* _Ziel 1_:
Entnehmen Sie den Datensätzen alles von der Zeile mit „ring, I would be grateful.“ bis zum Ende der Datensätze und geben Sie diese Zeilen unverändert wieder. Lassen Sie dabei die Bilder weg.

* _Bereitgestellter Auszug_:
========
Gemäß Art. 131 Abs. 1 Z. 1 B-VG kann gegen den Bescheid einer Verwaltungsbehörde nach Erschöpfung des Instanzenzuges wegen Rechtswidrigkeit Beschwerde erheben, wer durch den Bescheid in seinen Rechten verletzt zu sein behauptet. Ausschlaggebend für die Beurteilung der Beschwerdelegitimation ist somit, ob der Beschwerdeführer nach Lage des Falles durch den bekämpften Bescheid - ohne Rücksicht auf dessen Gesetzmäßigkeit - in einem subjektiven Recht überhaupt verletzt sein kann. Fehlt die Möglichkeit einer Rechtsverletzung in der Sphäre des Beschwerdeführers, so fehlt ihm die Beschwerdeberechtigung. Die Rechtsverletzungsmöglichkeit wird immer dann zu verneinen sein, wenn es für die Rechtsstellung des Beschwerdeführers keinen Unterschied macht, ob der Bescheid einer Verwaltungsbehörde aufrecht bleibt oder aufgehoben wird (vgl. z.B. den hg. Beschluss vom 20. Oktober 2004, Zl. 2003/04/0044, mwN).
Wie erwähnt erachtet sich die beschwerdeführende Partei durch den angefochtenen Bescheid deshalb in subjektiven Rechten verletzt, weil durch diesen die Erteilung des Zuschlages an einen anderen Bieter ermöglicht wurde. Sie meint, dass im Falle der Aufhebung des angefochtenen Bescheides durch den Verwaltungsgerichtshof ihre vormalige Rechtsposition wieder hergestellt würde, weil durch die ex-tunc-Wirkung eines aufhebenden Erkenntnisses die aufschiebende Wirkung des § 328 Abs. 5 zweiter Satz BVergG 2006 ununterbrochen fortbestünde und daher der mittlerweile an den anderen Bieter erteilte Zuschlag gemäß § 328 Abs. 5 Z. 1 BVergG 2006 als nichtig angesehen werden müsste.
========
* _Material zur Aufgabe_:
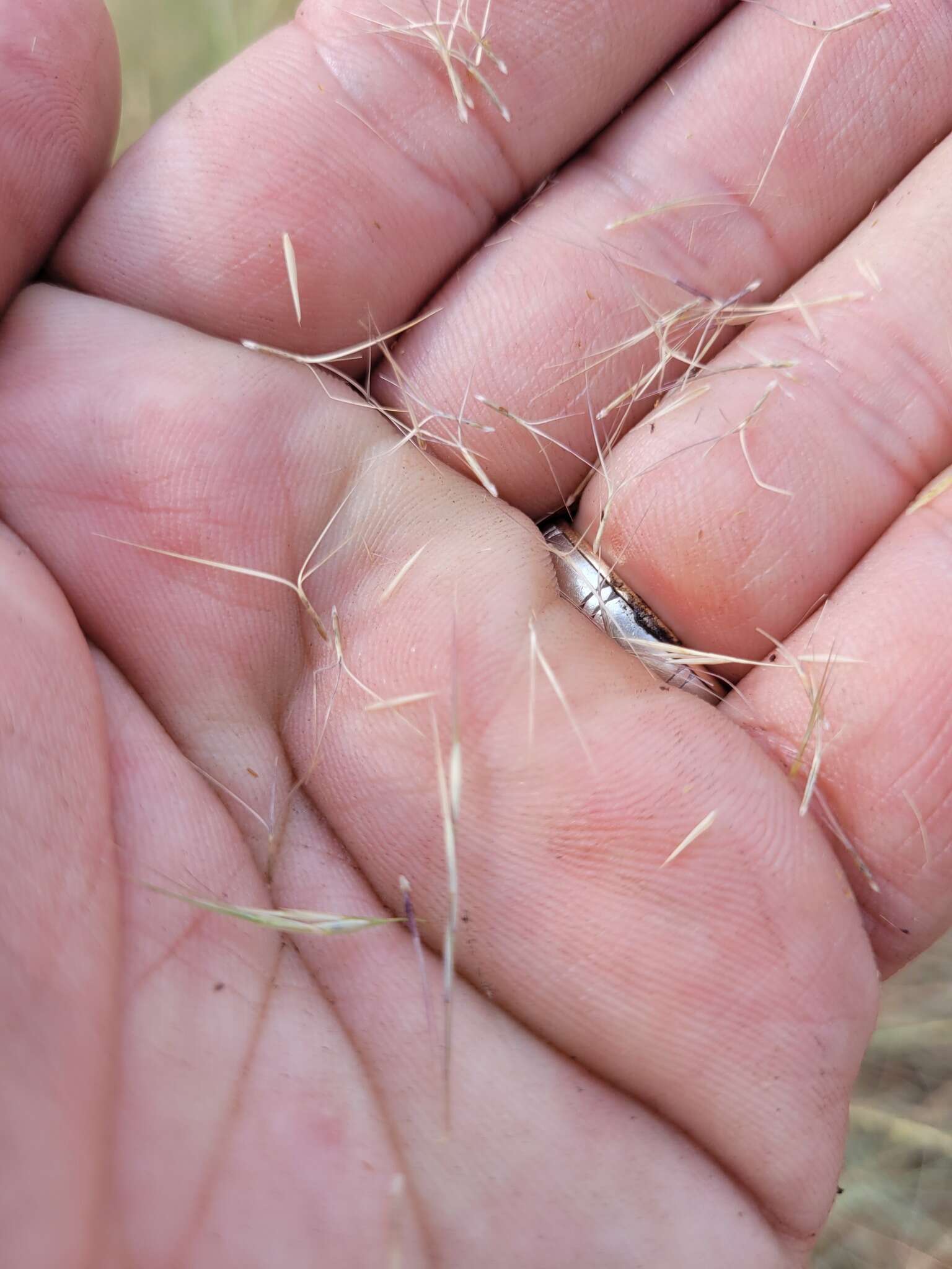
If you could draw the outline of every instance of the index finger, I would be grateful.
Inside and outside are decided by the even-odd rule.
[[[306,0],[122,159],[57,272],[212,334],[298,350],[354,341],[368,308],[395,326],[731,3],[496,3],[487,33],[508,74],[489,56],[479,70],[512,123],[463,66],[473,100],[463,124],[439,51],[374,25],[405,25],[391,8]],[[484,0],[463,8],[481,33]],[[448,38],[456,5],[443,10],[432,18]],[[406,11],[425,20],[430,10],[407,0]],[[301,329],[283,232],[297,256]]]

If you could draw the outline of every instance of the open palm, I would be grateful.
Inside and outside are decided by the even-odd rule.
[[[0,14],[10,298],[99,171],[117,72],[93,0]],[[476,94],[463,124],[432,49],[308,0],[86,202],[55,284],[0,330],[11,1263],[802,1264],[877,975],[952,912],[948,497],[901,514],[952,461],[952,142],[928,154],[952,127],[948,18],[909,0],[833,37],[751,207],[816,43],[774,14],[499,0],[513,122]],[[720,708],[659,689],[560,600],[533,527],[611,433],[589,401],[655,353],[580,358],[644,325],[636,299],[679,303],[670,279],[863,292],[716,354],[796,363],[746,453],[731,433],[776,368],[630,430],[579,509],[611,497],[603,548],[685,642],[759,659],[767,631],[856,659],[826,703],[823,813],[787,774],[796,674],[755,669]],[[473,449],[498,499],[452,445],[396,447],[344,386],[235,343],[327,352],[437,291],[399,371],[495,426]],[[392,378],[374,396],[402,405]],[[476,393],[560,420],[557,444]],[[291,590],[94,536],[293,577],[335,513],[310,600],[376,697],[425,700],[368,711]],[[447,1134],[406,930],[283,938],[142,882],[390,915],[402,874],[438,953],[432,718],[446,754],[454,717]],[[261,821],[301,777],[268,886]]]

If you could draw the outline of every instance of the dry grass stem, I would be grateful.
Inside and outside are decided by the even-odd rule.
[[[405,697],[391,697],[390,700],[372,700],[364,706],[367,713],[380,713],[383,709],[402,709],[404,706],[415,706],[421,700],[432,700],[435,692],[411,692]]]
[[[872,264],[868,260],[861,260],[857,256],[856,266],[859,270],[859,275],[866,282],[869,283],[873,291],[882,291],[882,283],[880,282],[880,275],[876,272],[876,269],[873,269]]]
[[[369,339],[363,339],[358,344],[349,344],[347,348],[339,348],[334,353],[291,353],[286,348],[273,348],[270,344],[259,344],[254,339],[242,339],[241,346],[248,348],[253,353],[268,353],[270,357],[283,357],[288,362],[298,362],[301,365],[326,365],[330,367],[334,362],[348,362],[354,357],[360,357],[363,353],[369,353],[373,348],[380,348],[391,339],[396,339],[397,335],[402,335],[404,331],[411,330],[414,326],[419,326],[421,321],[426,321],[428,317],[434,317],[439,312],[439,308],[432,308],[429,312],[423,313],[421,317],[414,317],[413,321],[404,322],[402,326],[395,326],[393,330],[383,331],[381,335],[373,335]]]
[[[787,112],[787,118],[783,121],[783,127],[781,128],[781,135],[777,137],[777,143],[774,145],[770,152],[770,157],[767,160],[767,166],[760,174],[760,180],[757,183],[757,189],[754,190],[753,197],[750,199],[750,206],[753,207],[754,203],[757,202],[760,190],[764,188],[764,181],[767,180],[770,169],[773,168],[774,159],[777,157],[777,154],[779,152],[779,148],[783,145],[783,140],[790,132],[791,123],[793,122],[793,115],[797,113],[797,108],[800,107],[800,103],[803,99],[803,93],[806,93],[806,86],[810,82],[810,79],[814,74],[817,61],[820,60],[820,53],[823,53],[824,47],[826,46],[826,41],[840,30],[848,30],[850,27],[857,27],[859,25],[861,22],[866,22],[869,18],[878,18],[880,14],[887,13],[892,8],[892,5],[878,4],[873,9],[867,9],[864,13],[859,13],[853,18],[845,18],[843,22],[838,22],[833,27],[817,27],[812,22],[803,22],[800,18],[791,18],[790,14],[783,13],[781,9],[776,9],[772,4],[764,4],[764,0],[745,0],[745,4],[757,5],[759,9],[768,9],[770,13],[776,13],[779,18],[783,18],[786,22],[793,23],[795,27],[805,27],[807,30],[816,32],[816,34],[821,36],[819,44],[814,49],[814,53],[810,61],[807,62],[806,71],[803,72],[803,77],[800,81],[800,88],[797,89],[796,96],[793,98],[793,104]]]
[[[583,731],[579,727],[579,723],[578,723],[578,721],[575,718],[575,714],[572,713],[572,708],[569,704],[569,699],[565,695],[565,692],[562,690],[562,685],[560,684],[559,679],[555,675],[555,670],[548,664],[548,660],[546,659],[546,655],[543,654],[542,648],[539,647],[538,631],[536,629],[536,618],[534,617],[529,618],[529,664],[531,664],[531,666],[534,666],[534,664],[538,664],[538,667],[545,674],[546,679],[548,680],[548,685],[551,687],[552,692],[555,692],[555,694],[556,694],[556,699],[559,700],[559,704],[562,707],[565,717],[569,720],[569,725],[571,726],[571,730],[575,732],[575,739],[579,741],[579,747],[581,749],[583,754],[585,755],[585,761],[589,764],[589,766],[594,772],[597,769],[595,768],[595,760],[592,756],[592,750],[588,746],[588,741],[585,740],[585,736],[583,735]],[[534,706],[534,671],[529,676],[529,690],[531,690],[532,704]]]
[[[393,594],[393,591],[397,589],[400,582],[413,569],[413,566],[416,563],[416,561],[420,558],[420,556],[423,555],[423,552],[426,549],[428,546],[429,543],[424,542],[419,551],[414,551],[414,553],[410,556],[406,563],[400,567],[396,576],[391,581],[388,581],[387,585],[383,588],[383,590],[381,591],[381,596],[377,600],[378,604],[386,604],[386,602],[390,599],[390,596]]]
[[[830,832],[836,839],[836,841],[839,841],[839,844],[847,851],[847,854],[853,860],[853,863],[856,864],[856,867],[859,869],[859,872],[862,873],[863,878],[866,879],[866,883],[869,887],[869,890],[872,890],[876,895],[878,895],[880,893],[880,883],[873,877],[872,869],[869,868],[869,865],[867,864],[867,862],[863,859],[863,857],[859,854],[859,851],[857,850],[856,845],[849,840],[848,834],[843,829],[843,825],[839,822],[839,820],[836,819],[836,816],[833,813],[833,807],[826,801],[826,798],[825,798],[825,796],[824,796],[824,793],[823,793],[821,789],[819,789],[819,788],[814,789],[812,801],[814,801],[814,803],[816,805],[816,807],[817,807],[817,810],[820,812],[820,819],[826,825],[826,827],[830,830]]]
[[[910,798],[910,796],[906,793],[905,789],[902,789],[902,797],[909,803],[909,810],[913,812],[913,815],[915,816],[915,822],[919,825],[919,836],[923,839],[923,853],[925,854],[925,862],[928,863],[929,859],[932,858],[932,854],[929,851],[929,834],[925,831],[925,821],[923,820],[919,812],[919,807]]]
[[[796,656],[793,652],[790,651],[790,648],[787,648],[783,643],[781,643],[779,640],[776,640],[772,634],[768,634],[767,631],[758,628],[758,633],[763,634],[764,638],[768,638],[773,643],[779,656],[796,673],[803,688],[803,692],[806,693],[806,698],[810,702],[810,714],[807,717],[806,730],[803,731],[803,736],[800,741],[800,745],[797,746],[797,751],[793,756],[793,761],[790,764],[790,772],[788,772],[791,779],[796,779],[797,774],[800,773],[803,765],[803,755],[806,754],[807,749],[812,742],[814,755],[810,763],[810,769],[807,772],[806,786],[803,787],[803,797],[800,802],[800,813],[806,815],[807,811],[810,810],[810,802],[814,797],[814,792],[816,789],[816,782],[820,775],[824,736],[829,731],[829,722],[826,720],[826,714],[824,713],[824,704],[826,700],[826,695],[829,693],[830,674],[833,671],[833,666],[836,659],[834,657],[834,654],[830,651],[829,655],[824,659],[824,669],[823,674],[820,675],[820,681],[816,683],[814,680],[812,674],[810,673],[809,664],[803,660],[802,656]]]
[[[443,824],[443,851],[447,867],[447,920],[443,929],[443,1122],[452,1131],[451,1063],[453,1052],[453,980],[456,977],[456,933],[459,923],[459,873],[456,858],[456,820],[447,780],[437,714],[432,714],[433,749],[437,761],[437,796]]]
[[[729,433],[729,435],[736,434],[737,440],[740,440],[740,452],[744,454],[744,462],[748,464],[748,471],[750,472],[750,476],[755,485],[758,485],[763,490],[767,490],[769,494],[782,494],[783,497],[793,497],[792,489],[781,489],[779,485],[770,485],[768,481],[762,480],[757,475],[757,470],[754,468],[754,461],[750,457],[750,450],[748,448],[748,428],[754,421],[754,419],[758,418],[760,411],[767,405],[768,397],[770,396],[772,392],[774,392],[777,387],[778,387],[778,381],[770,379],[770,382],[767,385],[763,393],[760,395],[754,409],[750,411],[750,414],[744,415],[737,426],[734,428],[732,431]]]
[[[609,221],[605,225],[605,230],[619,230],[627,225],[637,225],[638,221],[663,216],[665,212],[689,211],[694,207],[724,207],[725,204],[729,207],[736,204],[736,195],[727,192],[718,195],[689,194],[687,198],[674,198],[668,203],[656,203],[654,207],[646,207],[644,212],[633,212],[631,216],[622,216],[621,220]]]
[[[288,286],[291,287],[291,298],[294,302],[294,316],[297,317],[297,325],[301,325],[301,292],[297,287],[297,256],[294,255],[294,244],[291,241],[289,233],[282,233],[282,245],[284,247],[284,266],[288,270]]]
[[[430,1049],[433,1049],[435,1047],[435,1028],[433,1025],[433,1008],[430,1005],[430,992],[426,983],[426,956],[423,950],[420,926],[416,923],[416,912],[414,910],[410,882],[406,877],[400,878],[400,893],[404,898],[404,920],[406,921],[406,928],[410,931],[410,938],[413,939],[414,952],[416,953],[416,967],[420,972],[420,987],[423,990],[423,1013],[426,1019],[426,1037],[429,1039]]]
[[[697,839],[701,836],[702,832],[707,832],[707,830],[711,827],[711,825],[715,822],[716,819],[717,819],[717,811],[708,812],[708,815],[704,816],[701,824],[696,824],[694,827],[691,830],[691,832],[687,835],[687,838],[684,838],[684,840],[680,841],[674,848],[674,850],[670,853],[670,855],[668,855],[668,858],[658,871],[660,872],[661,868],[666,868],[668,864],[673,863],[683,850],[688,849],[692,841],[697,841]]]
[[[420,0],[426,14],[426,19],[423,22],[406,18],[391,5],[385,4],[382,8],[393,14],[397,23],[382,22],[377,18],[364,18],[364,20],[377,27],[381,34],[421,43],[435,52],[443,63],[461,123],[467,123],[470,110],[475,109],[475,103],[466,86],[468,80],[482,89],[490,103],[509,123],[512,115],[508,107],[500,100],[499,94],[481,69],[485,57],[493,62],[500,75],[509,74],[505,62],[494,52],[489,41],[493,0],[485,0],[482,16],[479,22],[475,22],[471,15],[471,4],[472,0],[458,0],[456,13],[452,16],[446,16],[443,0],[435,0],[433,11],[429,10],[424,0]]]
[[[400,411],[387,411],[382,410],[385,416],[396,424],[397,429],[404,435],[404,442],[414,442],[420,449],[425,449],[426,442],[433,442],[434,444],[446,445],[454,449],[470,471],[473,473],[476,480],[482,485],[490,497],[498,497],[499,491],[493,481],[486,475],[479,457],[472,452],[472,449],[463,440],[463,428],[471,428],[476,431],[493,431],[491,426],[477,423],[475,419],[470,419],[466,415],[466,405],[470,398],[470,391],[472,388],[472,372],[470,373],[470,379],[463,393],[463,398],[459,404],[459,410],[456,414],[448,414],[446,411],[438,410],[430,406],[418,391],[414,391],[404,372],[397,365],[395,358],[390,354],[388,349],[383,349],[383,355],[393,371],[393,378],[386,379],[396,387],[401,396],[404,397],[404,410]],[[372,400],[372,398],[371,398]],[[418,415],[418,407],[425,410],[425,415],[420,418]],[[406,421],[396,418],[397,414],[406,414],[410,420],[410,426],[407,428]],[[439,423],[443,425],[442,431],[433,431],[429,425],[433,423]],[[454,429],[456,435],[448,434],[448,429]],[[401,442],[402,443],[402,442]]]
[[[937,476],[934,481],[930,481],[925,489],[919,494],[906,508],[906,515],[911,515],[913,511],[920,511],[929,503],[934,503],[937,497],[946,492],[946,490],[952,489],[952,467],[947,467],[941,476]]]
[[[279,586],[287,586],[289,590],[294,591],[305,612],[314,622],[315,629],[317,631],[320,637],[325,642],[327,642],[327,631],[324,627],[324,622],[320,619],[314,607],[311,605],[310,599],[303,593],[300,577],[297,582],[293,582],[291,581],[289,577],[279,577],[277,574],[264,572],[261,569],[248,569],[245,565],[223,563],[221,560],[204,560],[202,556],[183,555],[183,552],[180,551],[165,551],[161,547],[149,547],[143,542],[129,542],[127,538],[114,538],[110,537],[108,533],[94,533],[93,536],[96,538],[104,538],[107,542],[118,542],[121,546],[124,547],[135,547],[136,551],[149,551],[151,555],[168,556],[169,560],[182,560],[185,563],[199,563],[206,569],[218,569],[222,572],[237,572],[242,574],[245,577],[258,577],[261,581],[273,581],[277,582]]]
[[[338,666],[340,667],[340,670],[343,670],[343,673],[348,676],[348,679],[350,679],[350,681],[353,684],[355,684],[360,689],[360,692],[363,692],[366,695],[371,697],[372,700],[374,702],[374,704],[377,704],[378,708],[386,706],[387,702],[382,697],[377,695],[377,693],[373,690],[373,688],[368,688],[367,684],[363,681],[363,679],[358,679],[358,676],[354,674],[354,671],[347,664],[347,660],[344,657],[344,640],[343,640],[341,633],[340,633],[340,617],[338,615],[336,604],[330,610],[330,626],[331,626],[331,632],[333,632],[333,637],[334,637],[334,655],[336,656],[336,662],[338,662]],[[407,721],[409,720],[406,720],[406,718],[404,720],[404,722],[407,722]],[[413,726],[413,723],[410,723],[410,726]],[[414,731],[418,731],[418,730],[419,728],[414,727]]]
[[[763,631],[760,632],[763,633]],[[768,634],[767,638],[770,636]],[[645,651],[661,654],[671,665],[749,665],[758,670],[787,670],[796,669],[787,661],[754,661],[745,656],[729,656],[725,652],[704,652],[696,647],[684,647],[683,643],[664,643],[652,638],[630,638],[632,651]],[[773,642],[773,641],[772,641]],[[834,652],[802,652],[796,657],[798,665],[861,665],[856,657],[840,656]]]
[[[684,289],[685,283],[679,283]],[[666,313],[651,313],[647,306],[642,306],[649,325],[633,335],[627,336],[617,344],[600,352],[592,353],[585,358],[580,371],[569,374],[562,383],[579,374],[588,374],[593,369],[604,365],[607,362],[623,353],[631,352],[638,344],[654,338],[658,346],[658,358],[652,365],[645,369],[640,378],[630,383],[608,405],[603,406],[595,418],[605,419],[613,410],[627,407],[646,397],[660,396],[670,392],[684,392],[688,383],[699,378],[711,378],[715,374],[729,374],[740,371],[755,369],[792,369],[796,360],[755,360],[737,365],[724,365],[710,368],[706,359],[715,352],[722,332],[731,326],[746,326],[760,317],[777,316],[786,312],[797,312],[806,321],[807,326],[819,338],[816,322],[811,316],[814,308],[829,305],[848,303],[863,298],[863,292],[849,291],[836,296],[823,296],[817,299],[801,299],[793,296],[774,303],[749,303],[745,302],[760,286],[759,280],[750,282],[746,287],[726,299],[713,299],[710,296],[698,294],[696,298],[680,305]],[[677,371],[677,378],[668,377],[669,371]]]
[[[221,904],[213,898],[199,898],[197,895],[165,890],[162,886],[145,883],[147,890],[166,898],[176,898],[192,907],[207,912],[234,916],[240,921],[263,925],[269,930],[282,930],[286,934],[355,934],[378,925],[404,924],[402,916],[339,916],[335,912],[312,912],[302,907],[242,907],[239,904]]]

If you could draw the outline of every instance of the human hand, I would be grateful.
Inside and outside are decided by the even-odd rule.
[[[83,170],[42,202],[60,218],[112,126],[104,19],[79,8],[89,49],[60,6],[60,65],[102,80],[76,76]],[[948,499],[902,511],[952,461],[949,142],[924,157],[952,127],[952,33],[944,5],[920,3],[834,37],[750,209],[724,192],[757,187],[814,46],[730,8],[500,3],[513,122],[479,102],[463,126],[425,49],[305,5],[94,194],[52,263],[86,294],[36,287],[8,315],[0,510],[37,557],[5,539],[0,1108],[19,1263],[803,1263],[877,971],[949,920]],[[725,206],[605,233],[708,193]],[[10,245],[8,289],[56,217]],[[661,278],[626,270],[616,239]],[[819,340],[796,311],[755,322],[712,364],[793,374],[725,374],[630,431],[579,520],[599,523],[614,490],[602,546],[685,642],[762,657],[759,627],[859,662],[834,667],[817,789],[878,891],[829,815],[798,813],[786,768],[811,707],[796,674],[755,669],[720,708],[659,690],[559,599],[532,527],[597,458],[589,398],[609,402],[655,353],[552,385],[644,325],[636,298],[682,302],[664,278],[710,296],[754,278],[764,299],[868,293],[814,310]],[[451,470],[452,448],[395,449],[343,387],[230,343],[330,350],[366,334],[368,307],[395,326],[440,286],[440,312],[397,348],[414,391],[454,415],[472,378],[524,416],[566,415],[546,430],[581,456],[543,456],[470,402],[496,428],[473,445],[499,500]],[[374,395],[404,405],[388,376]],[[699,444],[776,377],[750,457],[792,496],[757,487],[736,437]],[[374,693],[425,702],[368,713],[350,679],[335,688],[334,651],[289,591],[93,537],[293,577],[335,513],[308,596],[325,622],[336,607]],[[816,629],[801,618],[828,591]],[[532,745],[531,621],[574,723],[537,664]],[[446,750],[453,685],[462,977],[444,1141],[402,931],[288,942],[140,882],[387,915],[406,874],[438,952],[429,711]],[[279,806],[325,716],[269,891],[267,832],[190,763],[269,820],[272,784]]]

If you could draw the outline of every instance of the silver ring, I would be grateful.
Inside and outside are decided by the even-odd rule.
[[[720,700],[724,689],[716,679],[698,674],[689,665],[673,664],[661,651],[651,651],[652,643],[680,645],[680,640],[644,599],[616,577],[567,520],[551,520],[541,528],[552,555],[559,589],[574,608],[626,651],[633,652],[663,683],[704,700]]]

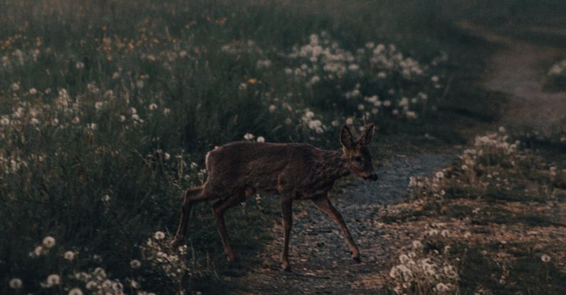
========
* _Ziel 2_:
Wann ist laut dem bereitgestellten Auszug die Möglichkeit einer Rechtsverletzung zu verneinen?

* _Vollständige Antwort 1_:
If you could draw the outline of every instance of the silver ring, I would be grateful.
Inside and outside are decided by the even-odd rule.
[[[720,700],[724,689],[716,679],[698,674],[689,665],[673,664],[661,651],[651,651],[652,643],[680,645],[680,640],[644,599],[616,577],[567,520],[551,520],[541,528],[552,555],[559,589],[574,608],[626,651],[633,652],[663,683],[704,700]]]

* _Vollständige Antwort 2_:
Wenn es für die Rechtsstellung des Beschwerdeführers keinen Unterschied macht, ob der Bescheid einer Verwaltungsbehörde aufrecht bleibt oder aufgehoben wird.